**THE PROBLEM**. The exercise calls for a faithful copy of all the data.

**EXERCISE INPUTS**.
────────────────
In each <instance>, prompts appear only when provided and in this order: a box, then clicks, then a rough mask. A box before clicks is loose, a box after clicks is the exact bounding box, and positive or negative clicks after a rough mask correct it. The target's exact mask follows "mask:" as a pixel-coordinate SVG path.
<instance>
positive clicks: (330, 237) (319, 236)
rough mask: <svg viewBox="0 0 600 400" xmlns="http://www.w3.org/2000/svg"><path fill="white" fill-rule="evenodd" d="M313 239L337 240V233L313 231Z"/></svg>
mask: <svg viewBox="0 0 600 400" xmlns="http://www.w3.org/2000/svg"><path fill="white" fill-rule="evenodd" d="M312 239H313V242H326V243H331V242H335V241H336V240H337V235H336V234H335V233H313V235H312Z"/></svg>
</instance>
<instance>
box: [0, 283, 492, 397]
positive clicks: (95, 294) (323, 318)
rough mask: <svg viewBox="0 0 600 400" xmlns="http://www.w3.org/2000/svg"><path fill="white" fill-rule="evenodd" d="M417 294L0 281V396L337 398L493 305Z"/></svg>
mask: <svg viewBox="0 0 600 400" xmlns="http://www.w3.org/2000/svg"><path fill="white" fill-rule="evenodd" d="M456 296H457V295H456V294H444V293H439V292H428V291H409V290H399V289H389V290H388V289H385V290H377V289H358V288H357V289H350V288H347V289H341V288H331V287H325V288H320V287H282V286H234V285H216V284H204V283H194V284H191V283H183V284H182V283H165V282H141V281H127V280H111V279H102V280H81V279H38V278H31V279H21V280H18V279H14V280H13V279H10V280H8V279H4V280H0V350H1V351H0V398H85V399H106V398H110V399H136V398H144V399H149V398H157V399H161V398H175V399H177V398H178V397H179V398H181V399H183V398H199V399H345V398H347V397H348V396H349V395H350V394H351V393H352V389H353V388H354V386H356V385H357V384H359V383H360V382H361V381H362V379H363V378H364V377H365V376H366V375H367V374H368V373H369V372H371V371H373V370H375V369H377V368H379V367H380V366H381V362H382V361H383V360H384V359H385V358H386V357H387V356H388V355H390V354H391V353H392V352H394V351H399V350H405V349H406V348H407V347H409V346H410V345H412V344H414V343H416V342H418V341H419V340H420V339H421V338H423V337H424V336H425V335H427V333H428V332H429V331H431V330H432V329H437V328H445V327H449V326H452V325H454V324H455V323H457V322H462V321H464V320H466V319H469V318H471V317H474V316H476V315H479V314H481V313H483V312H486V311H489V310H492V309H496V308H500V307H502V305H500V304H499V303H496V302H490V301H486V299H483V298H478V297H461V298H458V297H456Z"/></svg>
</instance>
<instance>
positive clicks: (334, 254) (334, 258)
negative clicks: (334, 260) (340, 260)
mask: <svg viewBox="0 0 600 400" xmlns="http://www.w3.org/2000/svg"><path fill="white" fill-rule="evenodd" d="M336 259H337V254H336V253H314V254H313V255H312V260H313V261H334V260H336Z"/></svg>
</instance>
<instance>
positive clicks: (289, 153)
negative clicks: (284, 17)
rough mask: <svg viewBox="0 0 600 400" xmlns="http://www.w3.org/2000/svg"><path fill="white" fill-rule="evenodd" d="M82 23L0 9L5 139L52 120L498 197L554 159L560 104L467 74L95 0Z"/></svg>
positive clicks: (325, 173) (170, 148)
────────────────
**YOUR SOLUTION**.
In each <instance>, prompts appear only when provided and in this order: a box, then clicks, then a rough mask. A box before clicks is loose, a box after clicks is the exact bounding box, and positive or negative clicks after a rough mask correct it. The target's exact mask follows "mask:" as a pixel-coordinate SVG path.
<instance>
positive clicks: (330, 237) (319, 236)
rough mask: <svg viewBox="0 0 600 400" xmlns="http://www.w3.org/2000/svg"><path fill="white" fill-rule="evenodd" d="M313 239L337 240V233L313 231Z"/></svg>
mask: <svg viewBox="0 0 600 400" xmlns="http://www.w3.org/2000/svg"><path fill="white" fill-rule="evenodd" d="M312 239H313V242H326V243H331V242H335V241H336V240H337V235H336V234H335V233H313V235H312Z"/></svg>
</instance>
<instance>
box: [0, 283, 492, 397]
positive clicks: (95, 294) (323, 318)
rough mask: <svg viewBox="0 0 600 400" xmlns="http://www.w3.org/2000/svg"><path fill="white" fill-rule="evenodd" d="M417 294L0 281V396L337 398L493 305Z"/></svg>
mask: <svg viewBox="0 0 600 400" xmlns="http://www.w3.org/2000/svg"><path fill="white" fill-rule="evenodd" d="M456 296H457V295H456V294H444V293H439V292H428V291H409V290H399V289H389V290H388V289H385V290H377V289H358V288H357V289H350V288H347V289H341V288H331V287H325V288H320V287H282V286H234V285H216V284H204V283H194V284H191V283H183V284H182V283H165V282H141V281H127V280H111V279H102V280H81V279H38V278H31V279H21V280H18V279H14V280H13V279H10V280H8V279H4V280H0V350H1V351H0V398H85V399H106V398H110V399H136V398H144V399H149V398H157V399H161V398H175V399H177V398H178V397H179V398H181V399H183V398H199V399H345V398H347V397H348V396H349V395H350V394H351V393H352V389H353V388H354V386H356V385H357V384H359V383H360V382H361V381H362V379H363V378H364V377H365V376H366V375H367V374H368V373H369V372H371V371H373V370H375V369H377V368H379V367H380V366H381V362H382V361H383V360H384V359H385V358H386V357H387V356H388V355H390V354H391V353H392V352H394V351H399V350H405V349H406V348H407V347H409V346H410V345H412V344H414V343H416V342H418V341H419V340H420V339H421V338H423V337H424V336H425V335H427V333H428V332H429V331H431V330H432V329H437V328H445V327H449V326H452V325H454V324H455V323H457V322H462V321H464V320H466V319H469V318H471V317H474V316H476V315H479V314H481V313H483V312H486V311H489V310H492V309H496V308H500V307H502V305H500V304H499V303H496V302H490V301H486V299H483V298H478V297H461V298H458V297H456Z"/></svg>
</instance>
<instance>
positive clicks: (334, 254) (334, 258)
negative clicks: (334, 260) (340, 260)
mask: <svg viewBox="0 0 600 400" xmlns="http://www.w3.org/2000/svg"><path fill="white" fill-rule="evenodd" d="M336 259H337V254H336V253H314V254H313V255H312V260H313V261H334V260H336Z"/></svg>
</instance>
<instance>
positive clicks: (289, 153)
negative clicks: (284, 17)
rough mask: <svg viewBox="0 0 600 400" xmlns="http://www.w3.org/2000/svg"><path fill="white" fill-rule="evenodd" d="M82 23L0 9L5 139L52 120L498 197L554 159L560 104L467 74L95 0Z"/></svg>
positive clicks: (325, 173) (170, 148)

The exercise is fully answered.